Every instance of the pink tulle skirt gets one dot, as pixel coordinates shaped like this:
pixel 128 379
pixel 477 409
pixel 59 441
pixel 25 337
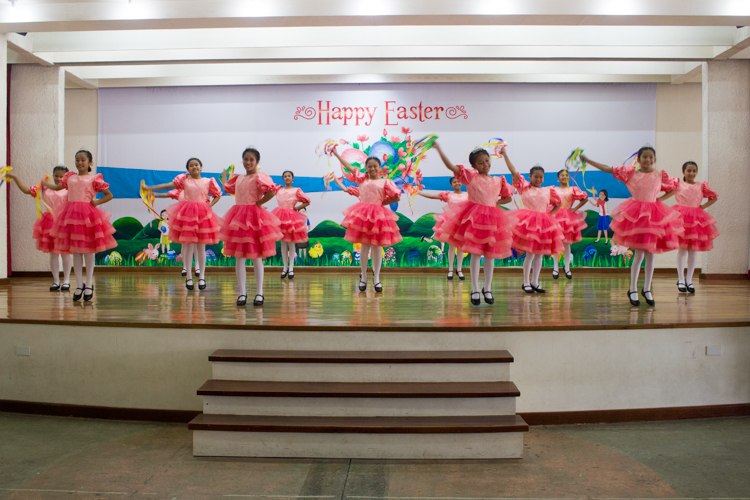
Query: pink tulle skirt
pixel 82 228
pixel 249 232
pixel 571 223
pixel 193 222
pixel 476 229
pixel 293 224
pixel 700 230
pixel 371 224
pixel 647 225
pixel 537 233
pixel 42 233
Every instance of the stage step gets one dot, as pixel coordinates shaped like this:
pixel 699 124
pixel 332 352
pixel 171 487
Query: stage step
pixel 362 366
pixel 447 437
pixel 358 399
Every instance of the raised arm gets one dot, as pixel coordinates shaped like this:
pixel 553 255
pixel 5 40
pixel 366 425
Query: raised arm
pixel 445 159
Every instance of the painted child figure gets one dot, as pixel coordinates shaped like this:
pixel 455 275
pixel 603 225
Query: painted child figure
pixel 192 222
pixel 537 232
pixel 293 223
pixel 643 223
pixel 248 230
pixel 81 228
pixel 54 201
pixel 370 222
pixel 454 196
pixel 570 220
pixel 478 226
pixel 700 227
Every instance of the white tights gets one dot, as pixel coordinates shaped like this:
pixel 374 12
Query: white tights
pixel 241 272
pixel 635 269
pixel 691 256
pixel 54 266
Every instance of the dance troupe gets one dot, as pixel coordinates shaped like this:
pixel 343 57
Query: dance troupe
pixel 471 222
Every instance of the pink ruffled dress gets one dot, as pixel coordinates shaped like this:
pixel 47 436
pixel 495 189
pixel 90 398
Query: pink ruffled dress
pixel 642 222
pixel 192 220
pixel 369 222
pixel 43 227
pixel 477 225
pixel 80 227
pixel 571 223
pixel 249 231
pixel 293 224
pixel 537 231
pixel 700 229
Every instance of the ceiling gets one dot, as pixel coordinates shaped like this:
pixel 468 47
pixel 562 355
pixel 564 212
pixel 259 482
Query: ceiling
pixel 121 43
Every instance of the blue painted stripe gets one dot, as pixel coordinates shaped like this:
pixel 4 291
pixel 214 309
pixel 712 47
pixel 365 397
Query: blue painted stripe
pixel 125 182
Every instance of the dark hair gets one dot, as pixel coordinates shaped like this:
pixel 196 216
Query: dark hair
pixel 191 159
pixel 474 155
pixel 644 149
pixel 88 155
pixel 255 153
pixel 685 165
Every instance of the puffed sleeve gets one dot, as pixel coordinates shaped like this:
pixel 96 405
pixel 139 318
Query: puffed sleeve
pixel 521 184
pixel 64 180
pixel 623 174
pixel 465 175
pixel 391 191
pixel 179 181
pixel 579 195
pixel 708 192
pixel 302 197
pixel 99 184
pixel 668 183
pixel 213 188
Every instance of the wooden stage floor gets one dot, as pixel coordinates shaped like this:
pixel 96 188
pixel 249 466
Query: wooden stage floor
pixel 410 302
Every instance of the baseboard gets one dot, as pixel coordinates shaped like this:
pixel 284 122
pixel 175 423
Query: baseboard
pixel 540 418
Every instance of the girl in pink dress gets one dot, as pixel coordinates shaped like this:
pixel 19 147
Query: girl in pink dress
pixel 478 226
pixel 570 220
pixel 293 223
pixel 537 232
pixel 643 223
pixel 370 222
pixel 54 200
pixel 192 222
pixel 449 197
pixel 700 228
pixel 248 230
pixel 81 228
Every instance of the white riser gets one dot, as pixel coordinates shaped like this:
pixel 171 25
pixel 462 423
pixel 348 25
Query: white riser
pixel 371 446
pixel 358 407
pixel 361 372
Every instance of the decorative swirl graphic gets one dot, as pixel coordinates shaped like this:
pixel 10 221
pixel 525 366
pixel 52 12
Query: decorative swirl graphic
pixel 456 112
pixel 305 112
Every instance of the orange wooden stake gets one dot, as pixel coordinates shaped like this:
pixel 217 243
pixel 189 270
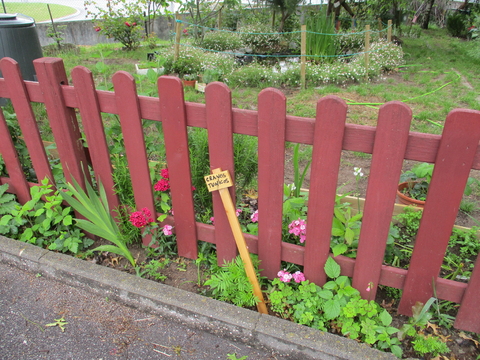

========

▶ **GIVEN TASK**:
Reproduce, word for word, the part of the material above that opens with the line containing "Every instance of the raised" and closes with the line containing "pixel 685 165", including both of those lines.

▶ **FINAL RESULT**:
Every instance of the raised arm gets one dot, as pixel coordinates shaped like this:
pixel 553 255
pixel 5 40
pixel 366 425
Query: raised arm
pixel 445 159
Every instance of the painted child figure gets one dot, as pixel coordinates shaped like this:
pixel 455 275
pixel 603 225
Query: painted child figure
pixel 192 222
pixel 537 232
pixel 293 223
pixel 643 223
pixel 248 230
pixel 81 228
pixel 54 201
pixel 370 222
pixel 454 196
pixel 570 220
pixel 478 226
pixel 700 227
Every instance of the white tights gets one dot, as pixel coordinates shaped like this:
pixel 374 12
Query: white tights
pixel 241 272
pixel 635 269
pixel 691 256
pixel 54 266
Every instance of the dance troupe gets one dot, as pixel coordinates shaped like this:
pixel 343 57
Query: dance troupe
pixel 471 222
Every instance of the pink ruffled dress gets one dot, as pixel coordinates shaped like this:
pixel 47 436
pixel 495 189
pixel 90 398
Query: pink ruffled dress
pixel 642 222
pixel 192 220
pixel 369 222
pixel 43 227
pixel 477 225
pixel 80 227
pixel 571 223
pixel 249 231
pixel 293 224
pixel 537 231
pixel 700 229
Every instance of the ceiling gets one dot, as pixel coordinates shaped like this:
pixel 468 47
pixel 562 355
pixel 564 212
pixel 259 482
Query: ceiling
pixel 121 43
Every instance of the blue painted stripe gets one dot, as pixel coordinates shaped like this:
pixel 4 291
pixel 214 309
pixel 712 47
pixel 365 397
Query: blue painted stripe
pixel 125 182
Every instance of the dark hair gets one dot, as pixel coordinates shaped like this:
pixel 196 216
Query: dark hair
pixel 191 159
pixel 474 155
pixel 644 149
pixel 88 155
pixel 255 153
pixel 685 165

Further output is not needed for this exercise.